Instructions for the task
Give only the number of lines in the data that contain the word "cleat".

BEGIN Provided records

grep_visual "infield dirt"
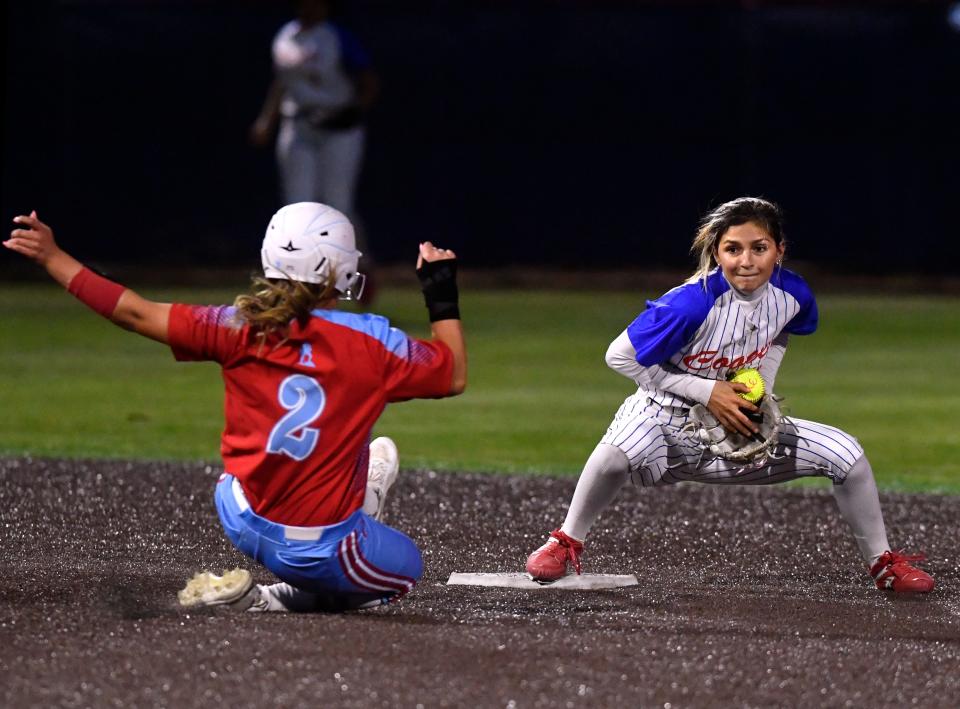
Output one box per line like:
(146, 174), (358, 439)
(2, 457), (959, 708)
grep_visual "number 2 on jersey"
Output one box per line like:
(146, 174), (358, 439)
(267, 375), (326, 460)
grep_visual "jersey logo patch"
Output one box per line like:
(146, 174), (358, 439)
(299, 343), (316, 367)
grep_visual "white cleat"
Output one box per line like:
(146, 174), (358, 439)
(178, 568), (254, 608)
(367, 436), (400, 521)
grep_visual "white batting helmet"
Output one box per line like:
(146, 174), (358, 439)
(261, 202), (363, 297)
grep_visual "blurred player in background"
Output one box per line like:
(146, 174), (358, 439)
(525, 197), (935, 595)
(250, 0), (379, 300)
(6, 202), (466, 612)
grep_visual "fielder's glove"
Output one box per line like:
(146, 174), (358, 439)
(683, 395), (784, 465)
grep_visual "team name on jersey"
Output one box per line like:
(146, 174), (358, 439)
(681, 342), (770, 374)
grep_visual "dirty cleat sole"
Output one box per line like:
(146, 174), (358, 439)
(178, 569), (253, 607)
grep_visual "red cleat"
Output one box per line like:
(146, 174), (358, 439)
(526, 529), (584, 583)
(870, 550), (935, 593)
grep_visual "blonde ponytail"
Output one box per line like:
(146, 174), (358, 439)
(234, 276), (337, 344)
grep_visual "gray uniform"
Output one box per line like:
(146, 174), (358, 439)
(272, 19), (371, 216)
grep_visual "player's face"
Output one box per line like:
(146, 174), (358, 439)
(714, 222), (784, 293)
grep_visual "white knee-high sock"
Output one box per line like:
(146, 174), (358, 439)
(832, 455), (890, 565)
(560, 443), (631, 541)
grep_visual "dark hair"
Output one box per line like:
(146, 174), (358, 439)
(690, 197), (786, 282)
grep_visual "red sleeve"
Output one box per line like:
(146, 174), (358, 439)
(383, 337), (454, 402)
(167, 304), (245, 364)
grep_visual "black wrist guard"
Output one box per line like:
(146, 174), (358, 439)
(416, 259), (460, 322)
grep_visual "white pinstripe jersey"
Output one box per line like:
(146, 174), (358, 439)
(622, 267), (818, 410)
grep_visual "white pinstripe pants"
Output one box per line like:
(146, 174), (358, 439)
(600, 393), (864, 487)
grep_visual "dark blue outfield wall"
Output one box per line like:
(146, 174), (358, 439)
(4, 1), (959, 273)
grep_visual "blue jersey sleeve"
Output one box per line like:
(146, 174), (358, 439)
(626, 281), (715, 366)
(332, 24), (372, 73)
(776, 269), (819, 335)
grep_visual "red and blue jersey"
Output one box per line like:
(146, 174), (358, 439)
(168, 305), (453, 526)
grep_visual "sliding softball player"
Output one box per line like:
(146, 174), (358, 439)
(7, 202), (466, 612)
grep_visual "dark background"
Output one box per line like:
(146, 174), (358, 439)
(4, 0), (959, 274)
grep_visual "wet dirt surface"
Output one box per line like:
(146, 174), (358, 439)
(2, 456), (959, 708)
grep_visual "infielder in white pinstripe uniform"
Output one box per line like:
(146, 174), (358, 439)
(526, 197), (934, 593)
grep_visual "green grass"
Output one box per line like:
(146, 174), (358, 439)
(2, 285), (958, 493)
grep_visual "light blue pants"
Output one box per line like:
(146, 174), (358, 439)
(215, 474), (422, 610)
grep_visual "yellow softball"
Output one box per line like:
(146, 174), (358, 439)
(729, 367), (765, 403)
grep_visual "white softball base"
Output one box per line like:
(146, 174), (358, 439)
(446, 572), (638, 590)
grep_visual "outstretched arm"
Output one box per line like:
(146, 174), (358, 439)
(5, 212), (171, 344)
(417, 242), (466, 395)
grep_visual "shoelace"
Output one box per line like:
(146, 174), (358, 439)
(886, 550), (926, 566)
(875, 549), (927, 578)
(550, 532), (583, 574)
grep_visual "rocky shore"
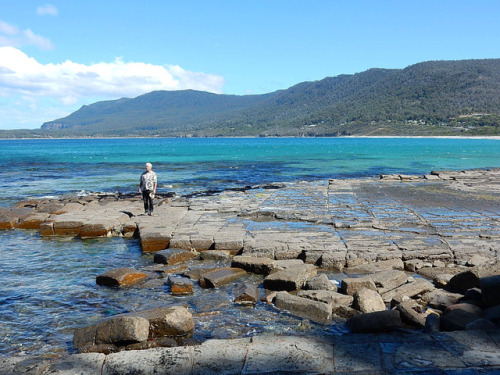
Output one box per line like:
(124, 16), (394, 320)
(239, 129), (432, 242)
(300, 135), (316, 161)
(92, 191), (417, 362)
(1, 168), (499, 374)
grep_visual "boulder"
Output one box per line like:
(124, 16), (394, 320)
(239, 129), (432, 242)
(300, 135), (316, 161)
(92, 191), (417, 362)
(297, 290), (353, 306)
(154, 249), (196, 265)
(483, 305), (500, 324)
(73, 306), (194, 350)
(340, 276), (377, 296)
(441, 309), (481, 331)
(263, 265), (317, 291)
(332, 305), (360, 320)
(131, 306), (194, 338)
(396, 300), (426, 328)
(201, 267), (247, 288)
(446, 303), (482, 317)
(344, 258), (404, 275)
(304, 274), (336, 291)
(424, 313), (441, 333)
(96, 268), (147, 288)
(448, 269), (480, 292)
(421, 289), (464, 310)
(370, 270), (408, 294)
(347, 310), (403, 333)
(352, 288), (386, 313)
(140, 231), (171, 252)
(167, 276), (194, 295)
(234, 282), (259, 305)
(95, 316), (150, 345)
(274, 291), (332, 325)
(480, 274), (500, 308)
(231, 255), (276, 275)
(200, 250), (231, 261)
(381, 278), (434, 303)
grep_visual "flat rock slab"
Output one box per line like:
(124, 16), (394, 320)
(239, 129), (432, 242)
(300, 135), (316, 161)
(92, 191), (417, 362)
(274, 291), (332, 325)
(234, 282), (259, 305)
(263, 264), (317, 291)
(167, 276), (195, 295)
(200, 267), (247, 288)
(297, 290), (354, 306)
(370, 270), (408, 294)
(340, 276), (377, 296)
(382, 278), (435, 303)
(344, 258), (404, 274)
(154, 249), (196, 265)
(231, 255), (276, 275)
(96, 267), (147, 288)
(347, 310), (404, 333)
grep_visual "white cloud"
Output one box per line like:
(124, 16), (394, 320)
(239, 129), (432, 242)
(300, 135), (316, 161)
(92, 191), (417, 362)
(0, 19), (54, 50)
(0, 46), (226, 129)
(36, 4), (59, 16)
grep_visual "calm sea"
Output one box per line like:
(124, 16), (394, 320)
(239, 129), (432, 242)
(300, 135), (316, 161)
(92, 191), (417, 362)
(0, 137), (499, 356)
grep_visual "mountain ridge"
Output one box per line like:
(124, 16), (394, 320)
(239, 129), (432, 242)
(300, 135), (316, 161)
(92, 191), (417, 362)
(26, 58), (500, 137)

END Provided records
BEGIN Provided records

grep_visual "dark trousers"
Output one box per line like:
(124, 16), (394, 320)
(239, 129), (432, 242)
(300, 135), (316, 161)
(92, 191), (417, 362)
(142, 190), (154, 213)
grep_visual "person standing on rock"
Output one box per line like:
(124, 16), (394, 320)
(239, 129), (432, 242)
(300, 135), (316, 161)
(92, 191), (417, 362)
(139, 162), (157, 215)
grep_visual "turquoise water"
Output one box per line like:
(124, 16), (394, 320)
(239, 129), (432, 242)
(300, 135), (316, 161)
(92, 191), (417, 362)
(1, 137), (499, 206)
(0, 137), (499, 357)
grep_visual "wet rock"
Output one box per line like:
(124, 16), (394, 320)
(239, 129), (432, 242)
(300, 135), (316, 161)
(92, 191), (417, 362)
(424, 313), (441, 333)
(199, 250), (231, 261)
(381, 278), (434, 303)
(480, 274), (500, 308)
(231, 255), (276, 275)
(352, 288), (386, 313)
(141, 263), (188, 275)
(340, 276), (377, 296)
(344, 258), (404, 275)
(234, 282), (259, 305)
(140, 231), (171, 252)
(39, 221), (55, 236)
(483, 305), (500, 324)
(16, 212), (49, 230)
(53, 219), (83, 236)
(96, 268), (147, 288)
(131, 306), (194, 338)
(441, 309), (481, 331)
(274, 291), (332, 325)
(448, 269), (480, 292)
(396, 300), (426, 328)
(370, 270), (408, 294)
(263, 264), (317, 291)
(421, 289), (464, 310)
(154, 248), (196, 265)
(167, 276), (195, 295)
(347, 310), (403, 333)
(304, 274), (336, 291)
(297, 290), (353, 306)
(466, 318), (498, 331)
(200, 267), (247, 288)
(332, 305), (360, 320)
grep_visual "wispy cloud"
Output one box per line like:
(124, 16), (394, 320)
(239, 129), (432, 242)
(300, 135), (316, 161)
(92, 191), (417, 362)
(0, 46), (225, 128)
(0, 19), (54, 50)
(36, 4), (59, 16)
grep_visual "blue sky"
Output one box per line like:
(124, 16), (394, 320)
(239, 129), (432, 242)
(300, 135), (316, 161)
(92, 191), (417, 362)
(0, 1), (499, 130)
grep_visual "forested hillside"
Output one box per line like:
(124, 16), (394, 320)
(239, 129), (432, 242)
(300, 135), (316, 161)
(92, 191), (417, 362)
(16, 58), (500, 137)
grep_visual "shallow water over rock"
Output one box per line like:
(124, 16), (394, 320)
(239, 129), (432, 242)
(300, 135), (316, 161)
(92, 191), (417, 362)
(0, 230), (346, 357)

END Provided records

Reply to the exercise
3